### Your instructions
Throughout the records below, find each line holding "pavement" and copy it.

···

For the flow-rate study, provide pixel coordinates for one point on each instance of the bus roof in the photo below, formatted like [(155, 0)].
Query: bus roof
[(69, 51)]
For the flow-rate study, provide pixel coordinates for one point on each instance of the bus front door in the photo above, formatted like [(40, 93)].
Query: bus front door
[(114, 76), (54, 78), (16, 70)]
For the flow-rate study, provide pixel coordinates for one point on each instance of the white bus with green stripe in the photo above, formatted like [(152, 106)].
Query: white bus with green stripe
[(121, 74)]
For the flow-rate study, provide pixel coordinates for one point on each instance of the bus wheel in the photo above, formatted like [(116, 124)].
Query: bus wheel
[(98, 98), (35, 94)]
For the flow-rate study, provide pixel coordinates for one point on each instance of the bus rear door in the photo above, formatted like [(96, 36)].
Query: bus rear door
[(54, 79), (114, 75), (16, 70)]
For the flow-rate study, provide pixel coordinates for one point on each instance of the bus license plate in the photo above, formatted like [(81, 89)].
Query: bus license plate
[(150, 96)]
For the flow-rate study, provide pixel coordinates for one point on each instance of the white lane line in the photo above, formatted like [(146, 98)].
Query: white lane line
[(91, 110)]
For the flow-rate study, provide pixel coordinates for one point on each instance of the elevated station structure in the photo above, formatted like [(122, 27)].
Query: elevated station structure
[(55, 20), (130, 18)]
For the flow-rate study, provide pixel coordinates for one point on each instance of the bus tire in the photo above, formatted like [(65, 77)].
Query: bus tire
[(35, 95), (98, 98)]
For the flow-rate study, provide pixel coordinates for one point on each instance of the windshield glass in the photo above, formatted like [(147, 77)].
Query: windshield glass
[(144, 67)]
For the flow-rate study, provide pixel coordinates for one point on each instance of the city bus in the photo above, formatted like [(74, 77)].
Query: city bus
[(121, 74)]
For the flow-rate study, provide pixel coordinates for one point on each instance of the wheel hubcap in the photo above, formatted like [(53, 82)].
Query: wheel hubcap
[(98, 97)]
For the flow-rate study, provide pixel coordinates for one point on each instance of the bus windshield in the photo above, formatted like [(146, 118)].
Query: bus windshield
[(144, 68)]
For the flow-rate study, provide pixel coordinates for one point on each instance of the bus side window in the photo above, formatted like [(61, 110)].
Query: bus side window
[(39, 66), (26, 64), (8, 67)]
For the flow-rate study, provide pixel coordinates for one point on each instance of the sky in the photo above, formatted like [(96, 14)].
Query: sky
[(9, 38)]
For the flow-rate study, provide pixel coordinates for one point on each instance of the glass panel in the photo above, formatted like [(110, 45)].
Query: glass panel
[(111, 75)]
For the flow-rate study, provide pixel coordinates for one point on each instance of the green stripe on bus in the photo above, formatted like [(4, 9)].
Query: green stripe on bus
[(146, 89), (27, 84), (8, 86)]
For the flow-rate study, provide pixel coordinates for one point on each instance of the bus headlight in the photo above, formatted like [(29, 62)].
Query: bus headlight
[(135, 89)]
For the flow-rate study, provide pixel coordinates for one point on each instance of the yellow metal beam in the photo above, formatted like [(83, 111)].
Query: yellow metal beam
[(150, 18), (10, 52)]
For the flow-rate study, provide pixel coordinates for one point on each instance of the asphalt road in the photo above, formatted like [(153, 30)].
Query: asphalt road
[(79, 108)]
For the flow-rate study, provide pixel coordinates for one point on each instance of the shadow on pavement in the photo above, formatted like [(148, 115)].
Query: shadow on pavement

···

### Task result
For the flow-rate study, provide pixel coordinates for one point on each instance of the shadow on pavement in the photo above, formatted like [(148, 115)].
Query: shadow on pavement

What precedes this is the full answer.